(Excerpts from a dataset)
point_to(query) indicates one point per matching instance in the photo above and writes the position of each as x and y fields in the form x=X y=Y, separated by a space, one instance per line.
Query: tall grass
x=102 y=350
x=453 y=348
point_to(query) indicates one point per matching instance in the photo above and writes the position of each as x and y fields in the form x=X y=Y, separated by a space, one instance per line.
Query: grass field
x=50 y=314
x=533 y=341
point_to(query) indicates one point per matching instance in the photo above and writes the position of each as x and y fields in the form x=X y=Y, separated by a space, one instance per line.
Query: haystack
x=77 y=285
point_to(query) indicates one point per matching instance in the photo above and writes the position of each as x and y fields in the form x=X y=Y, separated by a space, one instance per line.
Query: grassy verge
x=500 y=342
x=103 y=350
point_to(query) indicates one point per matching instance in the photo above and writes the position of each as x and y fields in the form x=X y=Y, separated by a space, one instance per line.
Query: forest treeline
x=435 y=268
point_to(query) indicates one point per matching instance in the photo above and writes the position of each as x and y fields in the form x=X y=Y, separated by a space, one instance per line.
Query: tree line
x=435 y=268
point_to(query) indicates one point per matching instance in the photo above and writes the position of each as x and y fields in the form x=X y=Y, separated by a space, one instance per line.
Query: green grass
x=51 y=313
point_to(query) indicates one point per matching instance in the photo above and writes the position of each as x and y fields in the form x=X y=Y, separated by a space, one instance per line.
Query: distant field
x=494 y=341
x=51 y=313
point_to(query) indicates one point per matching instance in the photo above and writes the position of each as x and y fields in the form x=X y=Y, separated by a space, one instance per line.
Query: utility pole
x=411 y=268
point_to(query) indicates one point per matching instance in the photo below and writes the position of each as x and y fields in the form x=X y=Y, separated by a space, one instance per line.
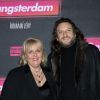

§ TASK BRIEF
Verbatim output of every entry above is required, though pictures are to be left out.

§ ANSWER FOR THIS EXERCISE
point_to(query) indicates one point per matching instance in the photo above and writes the position of each as x and y fields in the form x=X y=Y, separated by a space, one instance per line.
Query: tall grass
x=102 y=350
x=453 y=348
point_to(query) indicates one point per matching instance in the photo above and writes the position of each as x and y fields in the form x=X y=Y, separated by a space, one instance per line.
Query: grass field
x=50 y=314
x=533 y=341
point_to(query) indicates one point per matching instance in the photo above and writes the position of each as x and y fields in the form x=X y=Y, separated by a space, one instance per line.
Query: haystack
x=77 y=285
point_to(query) indicates one point per matching instance in the photo above and writes the position of each as x and y fields in the form x=X y=Y, separated by a space, one instance per line.
Query: grassy verge
x=500 y=342
x=103 y=350
point_to(query) indicates one point per matching instance in the photo above and writes the position of each as x and y fields in the form x=X y=Y, separated by a space, one instance per line.
Query: forest treeline
x=435 y=268
point_to(query) indicates one point per matching instance in the photo above and writes the position of each as x and y fields in the form x=X y=Y, separated by a space, one instance per line.
Query: tree line
x=435 y=268
point_to(query) indicates one point per matching instance in the photo above and writes the position of each as x and y fields in the form x=X y=Y, separated by a space, one instance per line.
Query: green grass
x=51 y=313
point_to(query) indicates one point per matching instance in the photo above and writes the position of each as x and y fields in the form x=X y=Y, separated by a space, one instance per line.
Query: distant field
x=494 y=341
x=51 y=313
point_to(query) indicates one point per matching instance in the photo above and writes the position of each as x and y fields in the form x=X y=Y, separated by a space, one instance per line.
Query: utility pole
x=411 y=268
point_to(query) indicates one point per matching instance in the photo below and writes the position of each as x and y fields in the form x=X y=Y, separated by a space, one instance per line.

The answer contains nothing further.